→ **WORK TASK**: Return the records below from the line containing "Note: for each instance of the player's left" onward, exactly, through and including the last line.

→ **INPUT DATA**:
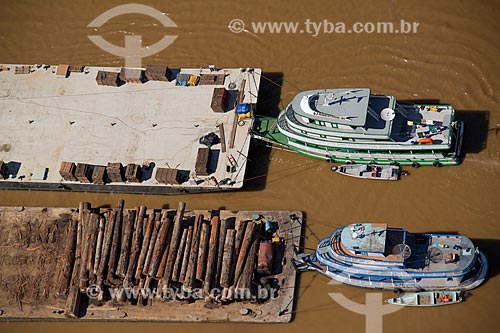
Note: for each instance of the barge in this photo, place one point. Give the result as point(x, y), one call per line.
point(140, 264)
point(155, 130)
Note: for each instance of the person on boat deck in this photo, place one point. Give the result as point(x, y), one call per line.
point(444, 299)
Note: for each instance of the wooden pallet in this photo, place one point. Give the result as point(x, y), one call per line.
point(114, 171)
point(202, 161)
point(67, 171)
point(212, 79)
point(133, 173)
point(168, 176)
point(98, 174)
point(83, 173)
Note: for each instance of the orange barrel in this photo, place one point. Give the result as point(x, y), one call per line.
point(265, 259)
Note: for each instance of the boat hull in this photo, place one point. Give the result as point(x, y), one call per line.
point(427, 298)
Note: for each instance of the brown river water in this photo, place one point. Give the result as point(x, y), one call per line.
point(452, 58)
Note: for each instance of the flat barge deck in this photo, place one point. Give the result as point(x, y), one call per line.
point(142, 264)
point(103, 129)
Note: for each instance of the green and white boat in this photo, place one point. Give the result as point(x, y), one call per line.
point(355, 126)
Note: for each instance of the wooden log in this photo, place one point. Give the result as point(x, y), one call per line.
point(94, 225)
point(174, 245)
point(212, 256)
point(245, 279)
point(245, 247)
point(201, 264)
point(193, 255)
point(226, 279)
point(160, 245)
point(136, 244)
point(128, 228)
point(85, 245)
point(72, 306)
point(163, 262)
point(145, 246)
point(98, 247)
point(220, 251)
point(240, 233)
point(106, 245)
point(140, 297)
point(68, 261)
point(117, 237)
point(186, 255)
point(152, 241)
point(178, 259)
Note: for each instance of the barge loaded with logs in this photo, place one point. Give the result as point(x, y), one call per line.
point(148, 264)
point(154, 130)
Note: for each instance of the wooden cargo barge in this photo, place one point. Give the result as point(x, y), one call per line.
point(141, 264)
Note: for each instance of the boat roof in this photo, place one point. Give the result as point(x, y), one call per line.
point(343, 106)
point(47, 119)
point(367, 237)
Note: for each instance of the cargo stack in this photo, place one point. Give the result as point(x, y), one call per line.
point(98, 174)
point(202, 161)
point(114, 171)
point(67, 171)
point(212, 79)
point(133, 173)
point(105, 78)
point(83, 173)
point(168, 176)
point(132, 75)
point(157, 73)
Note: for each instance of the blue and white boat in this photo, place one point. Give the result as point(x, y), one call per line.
point(355, 126)
point(377, 256)
point(428, 298)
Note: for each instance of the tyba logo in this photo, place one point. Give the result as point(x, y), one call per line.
point(133, 52)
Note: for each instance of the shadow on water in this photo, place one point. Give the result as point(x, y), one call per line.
point(268, 104)
point(491, 248)
point(476, 125)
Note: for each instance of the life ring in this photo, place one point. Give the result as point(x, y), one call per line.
point(426, 141)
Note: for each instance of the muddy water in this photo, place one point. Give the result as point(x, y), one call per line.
point(452, 58)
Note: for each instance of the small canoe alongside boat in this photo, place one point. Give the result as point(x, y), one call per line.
point(428, 298)
point(370, 171)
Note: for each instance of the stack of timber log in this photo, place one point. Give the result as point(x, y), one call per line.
point(158, 250)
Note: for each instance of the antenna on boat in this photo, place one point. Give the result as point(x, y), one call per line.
point(403, 249)
point(387, 114)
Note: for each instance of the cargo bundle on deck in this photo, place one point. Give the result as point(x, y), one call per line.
point(106, 129)
point(148, 264)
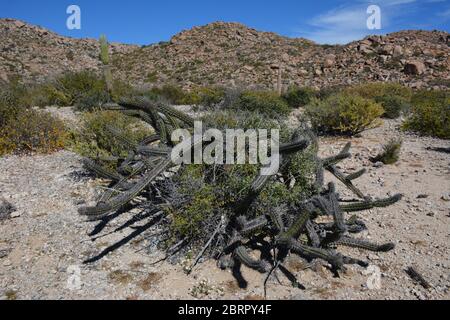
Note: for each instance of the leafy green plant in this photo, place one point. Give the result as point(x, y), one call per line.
point(394, 98)
point(231, 211)
point(94, 138)
point(343, 114)
point(430, 114)
point(171, 93)
point(298, 97)
point(393, 106)
point(390, 153)
point(32, 130)
point(265, 102)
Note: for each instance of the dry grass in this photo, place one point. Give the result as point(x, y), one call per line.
point(120, 277)
point(152, 279)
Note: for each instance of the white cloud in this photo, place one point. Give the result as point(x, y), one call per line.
point(346, 24)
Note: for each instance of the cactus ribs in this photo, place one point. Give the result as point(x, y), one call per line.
point(236, 237)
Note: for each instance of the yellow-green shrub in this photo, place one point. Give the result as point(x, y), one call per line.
point(430, 114)
point(393, 97)
point(343, 114)
point(265, 102)
point(94, 140)
point(204, 96)
point(298, 97)
point(32, 130)
point(377, 89)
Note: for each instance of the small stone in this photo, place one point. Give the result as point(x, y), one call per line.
point(378, 164)
point(16, 214)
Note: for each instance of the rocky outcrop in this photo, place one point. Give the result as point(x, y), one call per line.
point(35, 53)
point(232, 54)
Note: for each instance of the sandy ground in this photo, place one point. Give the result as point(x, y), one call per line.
point(45, 242)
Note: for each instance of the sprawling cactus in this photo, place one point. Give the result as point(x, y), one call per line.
point(284, 229)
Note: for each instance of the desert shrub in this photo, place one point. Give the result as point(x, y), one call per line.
point(265, 102)
point(77, 85)
point(298, 97)
point(379, 89)
point(172, 93)
point(343, 114)
point(390, 153)
point(23, 129)
point(207, 97)
point(394, 97)
point(95, 140)
point(30, 130)
point(326, 92)
point(393, 105)
point(206, 191)
point(430, 114)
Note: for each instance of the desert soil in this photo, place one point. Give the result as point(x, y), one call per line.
point(44, 243)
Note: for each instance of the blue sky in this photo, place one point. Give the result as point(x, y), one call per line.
point(145, 22)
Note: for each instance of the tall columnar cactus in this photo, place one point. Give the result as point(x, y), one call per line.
point(105, 59)
point(297, 228)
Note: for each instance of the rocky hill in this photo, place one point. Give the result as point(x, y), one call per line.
point(233, 54)
point(35, 53)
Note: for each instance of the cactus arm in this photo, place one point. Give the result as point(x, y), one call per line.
point(241, 254)
point(365, 245)
point(121, 200)
point(101, 171)
point(366, 205)
point(341, 177)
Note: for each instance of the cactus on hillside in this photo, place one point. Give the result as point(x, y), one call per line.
point(239, 232)
point(105, 59)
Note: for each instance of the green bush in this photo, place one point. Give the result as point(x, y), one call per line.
point(393, 97)
point(205, 191)
point(266, 102)
point(172, 93)
point(209, 96)
point(299, 97)
point(94, 140)
point(430, 114)
point(390, 153)
point(393, 105)
point(380, 89)
point(343, 114)
point(29, 130)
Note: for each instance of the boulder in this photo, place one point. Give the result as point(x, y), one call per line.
point(414, 68)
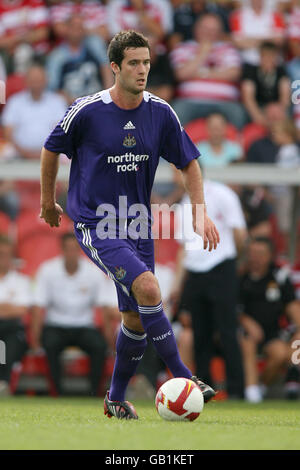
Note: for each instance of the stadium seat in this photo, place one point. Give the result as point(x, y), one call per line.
point(197, 131)
point(14, 84)
point(252, 132)
point(4, 223)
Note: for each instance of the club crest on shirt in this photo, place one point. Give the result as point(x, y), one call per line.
point(120, 273)
point(129, 141)
point(273, 292)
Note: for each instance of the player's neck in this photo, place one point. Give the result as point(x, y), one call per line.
point(124, 99)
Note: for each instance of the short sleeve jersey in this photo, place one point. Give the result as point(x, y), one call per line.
point(115, 152)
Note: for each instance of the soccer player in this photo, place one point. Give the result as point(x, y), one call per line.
point(115, 139)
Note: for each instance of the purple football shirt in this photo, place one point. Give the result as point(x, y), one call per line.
point(115, 152)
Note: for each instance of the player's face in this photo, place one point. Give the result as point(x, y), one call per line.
point(135, 66)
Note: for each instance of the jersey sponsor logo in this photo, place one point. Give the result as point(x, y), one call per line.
point(161, 337)
point(129, 141)
point(127, 162)
point(137, 358)
point(120, 273)
point(129, 126)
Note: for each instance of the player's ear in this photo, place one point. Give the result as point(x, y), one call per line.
point(115, 68)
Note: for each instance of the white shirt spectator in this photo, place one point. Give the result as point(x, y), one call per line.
point(32, 120)
point(245, 23)
point(93, 13)
point(69, 300)
point(221, 55)
point(121, 16)
point(15, 288)
point(224, 208)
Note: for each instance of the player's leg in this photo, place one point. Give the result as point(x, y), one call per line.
point(159, 331)
point(277, 355)
point(130, 346)
point(93, 343)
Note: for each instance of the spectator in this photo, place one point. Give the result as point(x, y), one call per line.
point(94, 16)
point(185, 14)
point(150, 17)
point(266, 294)
point(78, 67)
point(23, 32)
point(15, 299)
point(161, 80)
point(207, 70)
point(68, 287)
point(254, 23)
point(265, 83)
point(217, 150)
point(288, 156)
point(293, 30)
point(210, 286)
point(257, 210)
point(29, 115)
point(264, 150)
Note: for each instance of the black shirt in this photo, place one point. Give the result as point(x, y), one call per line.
point(267, 85)
point(265, 299)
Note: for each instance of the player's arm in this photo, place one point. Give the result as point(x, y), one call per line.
point(193, 182)
point(50, 210)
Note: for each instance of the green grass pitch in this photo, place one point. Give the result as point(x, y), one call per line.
point(79, 423)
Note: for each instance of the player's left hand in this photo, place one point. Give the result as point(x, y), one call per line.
point(208, 232)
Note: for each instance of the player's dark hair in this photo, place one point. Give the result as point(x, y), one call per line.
point(122, 41)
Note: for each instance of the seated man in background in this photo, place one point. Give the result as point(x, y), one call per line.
point(265, 83)
point(254, 22)
point(29, 115)
point(68, 288)
point(78, 66)
point(207, 282)
point(217, 150)
point(266, 295)
point(208, 71)
point(15, 299)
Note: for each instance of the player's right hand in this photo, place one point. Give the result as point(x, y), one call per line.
point(52, 215)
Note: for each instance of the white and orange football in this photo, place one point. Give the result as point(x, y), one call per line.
point(179, 399)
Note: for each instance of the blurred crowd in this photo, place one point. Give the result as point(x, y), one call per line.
point(231, 71)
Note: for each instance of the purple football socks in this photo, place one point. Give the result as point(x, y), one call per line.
point(130, 348)
point(159, 332)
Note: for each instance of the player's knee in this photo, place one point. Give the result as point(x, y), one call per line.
point(278, 352)
point(146, 290)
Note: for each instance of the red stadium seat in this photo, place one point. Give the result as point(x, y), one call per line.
point(252, 132)
point(197, 131)
point(37, 241)
point(14, 84)
point(4, 223)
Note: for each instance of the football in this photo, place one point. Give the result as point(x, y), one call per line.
point(179, 399)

→ **RESPONSE BOX**:
Note: for each instance of the player's left hand in this photo, place one point. Give the result as point(x, y), one call per line.
point(208, 232)
Note: for each instance of the player's dark hair in this photo, place one point. Give the result as point(x, y), one call per line.
point(122, 41)
Note: for each instance of the seated man in background in this photo, place one point. Give the result as point(x, y), one call per line.
point(265, 83)
point(254, 22)
point(29, 115)
point(68, 288)
point(78, 66)
point(207, 282)
point(217, 150)
point(266, 295)
point(208, 71)
point(15, 299)
Note: for each instance of the player's right hand in this photo, place one point. Give the result as point(x, y), one call per line.
point(52, 215)
Note: for each instance of the white and orange football in this photo, place one point. Give the result as point(x, y), one call per line.
point(179, 399)
Note: for each instance of the blurred crowd in this photo, place one point. Give the result as point(x, y), one call per line.
point(231, 71)
Note: for each instance of the purple football socks in this photo, place one point. Give the result as point(x, y), one call per line.
point(130, 348)
point(159, 332)
Note: for each instance of the player's knee in this photo, place one point. Give the result as point(x, y), one call per line.
point(278, 352)
point(146, 290)
Note: for each instance of the red stadium seat in this photo, place one point. Give the result as point(x, y), one call per line.
point(252, 132)
point(197, 131)
point(37, 241)
point(14, 84)
point(4, 223)
Note: for each instance of the football in this photo, place one point. Give the result as point(x, y), one call per line.
point(179, 399)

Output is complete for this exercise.